TEXT PROVIDED:
= = = =

Lab partners: Adithya Kalyan, Edward Li, Andy Chen
Date: October 26th, 2021
How does the acceleration of an object depend on the mass or net force acting on object?
Net Force Lab Independent Variable: Mass on hanger
Mass Lab Independent variable: Total mass of system
Dependent Variable of both labs: Acceleration of the cart
Controls for Net Force Lab: Total mass of system, Cart, ramp, pulley, sensor
Controls for Mass Lab: Mass of hanger, cart, ramp, pulley, sensor
Controlling Variables: For the Net forces lab in order to get an accurate measurement in a controlled environment, we will always have the same cart running on the same ramp. We will make sure that there is no obstacles on the ramp so that nothing will interfere with the speed of the cart.
Developed Method for Collection of Data
Net force Lab:
For this lab we will keep the total mass of the system constant at 1.680 kilograms. What we will be changing through this experiment is the allocation of the weights. For example we will start with 1.63 kg on the cart itself and each trial take one weight off and put it on the hanger to see how this will affect the acceleration. To collect the data Andy will be with the computer and he will start the sensor's data collection and as soon as he does that Edward will let go of the cart. Adithya will be on the other side of the ramp and will stop the cart right before the hanger hits the ground so as to ensure that the data we get isn't scrambled.
Mass Lab:
For this lab we will change the total mass of the system by increasing the amount of weight on the cart itself. We will not be changing the weight on the hanger because this has to be constant for a good experiment. Each trial we will add 100 grams to the cart and see how this affects the acceleration of the cart on the ramp. To collect the data we will have a similar process to the Net Force lab where Andy will initiate it by pressing the collect data button on his computer and as he does this, Edward will let go of the cart. Adithya will stop the cart before the hanger hits the ground to make sure we won't have bad data at the end.
Procedure
Using a sensor, we measured the acceleration of the cart as it went down the ramp in response to differing amounts of weight on the cart and hanger.
Only ran 6 trials for Net Force Lab but ran 13 trials for the Mass Lab
Lab Setup
Recorded Raw Data
*environment constant*
*pulley constant*
*cart constant*
Net force Lab: Total mass of system constant (1.68 kg)
Mass Lab: Mass of hanger constant (0.05 kg)
Processed Raw Data
We processed our data correctly because we had a sensor that created a graph of the acceleration of our cart so we were not doing this by hand. Although there is room for error when the hanger hits the ground since there is no longer the same amount of mass on the other side of the pulley, we eliminated this error by only analyzing a line of best fit for the part of the graph that seemed to follow a pattern and had strong linear association. Also since we only used the slope of the line of best fit as our data point, it is an average and there is room for error there. One possible fault is the software that we used. The software could have glitched but we still believed it.
Net Force Lab
Line of best fit: y = 0.5733x
slope interpretation: Acceleration increases by 0.5733 for every Newton increase in net force
Increasing Mass Lab
Line of best fit: 0.5095x^ -0.9213
slope interpretation: The acceleration will exponentially decrease as the amount of mass added to the cart increases
Final Results
The evidence shows that as the Net Force acting on the cart increases, the acceleration of the cart will increase linearly. We know this because the line of best fit is proportional for the net force acceleration graph. The reason it is proportional is because when there is no net force acting on the cart, the cart will not be moving so there can not be any acceleration. The slope of this graph is positive 0.5733 meaning that it is constantly increasing at a set rate. We can generalize this information to mean that whenever the larger the net force acting on an object, the larger the acceleration of the object.

= = = =

ITEMS:
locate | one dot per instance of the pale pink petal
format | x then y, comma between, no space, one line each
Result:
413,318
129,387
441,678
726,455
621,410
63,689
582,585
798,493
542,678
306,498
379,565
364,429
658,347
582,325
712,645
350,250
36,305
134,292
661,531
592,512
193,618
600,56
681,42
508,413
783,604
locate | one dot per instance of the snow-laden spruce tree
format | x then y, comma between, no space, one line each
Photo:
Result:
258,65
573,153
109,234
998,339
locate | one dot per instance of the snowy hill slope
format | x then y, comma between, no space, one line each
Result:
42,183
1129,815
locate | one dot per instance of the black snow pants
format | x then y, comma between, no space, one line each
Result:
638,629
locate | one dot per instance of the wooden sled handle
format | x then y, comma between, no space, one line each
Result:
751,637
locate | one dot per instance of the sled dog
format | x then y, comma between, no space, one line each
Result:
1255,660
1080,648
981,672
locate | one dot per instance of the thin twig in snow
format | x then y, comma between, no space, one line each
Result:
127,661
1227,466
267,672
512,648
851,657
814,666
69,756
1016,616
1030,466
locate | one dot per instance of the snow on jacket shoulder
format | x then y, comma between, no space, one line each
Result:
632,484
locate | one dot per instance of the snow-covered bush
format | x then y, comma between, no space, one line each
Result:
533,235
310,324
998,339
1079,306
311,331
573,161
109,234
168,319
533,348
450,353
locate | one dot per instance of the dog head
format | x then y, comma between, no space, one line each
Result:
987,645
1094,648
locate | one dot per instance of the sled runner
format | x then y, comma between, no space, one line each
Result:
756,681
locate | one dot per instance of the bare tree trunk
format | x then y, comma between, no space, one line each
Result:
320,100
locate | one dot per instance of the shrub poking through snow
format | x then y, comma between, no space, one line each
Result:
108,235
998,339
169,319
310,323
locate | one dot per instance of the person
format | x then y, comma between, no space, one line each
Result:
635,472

= = = =

EXERCISES:
• A. Translate this sentence from the lab report on acceleration into Spanish: "Using a sensor, we measured the acceleration of the cart as it went down the ramp in response to differing amounts of weight on the cart and hanger."
• B. Find every line of the records that includes the word "tree", and copy each such line.
The lab report and the records have nothing to do with each other.

PER-TASK OUTPUTS:
• A. Usando un sensor, medimos la aceleración del carrito mientras bajaba por la rampa en respuesta a diferentes cantidades de peso en el carrito y en el colgador.

• B.
locate | one dot per instance of the snow-laden spruce tree
locate | one dot per instance of the bare tree trunk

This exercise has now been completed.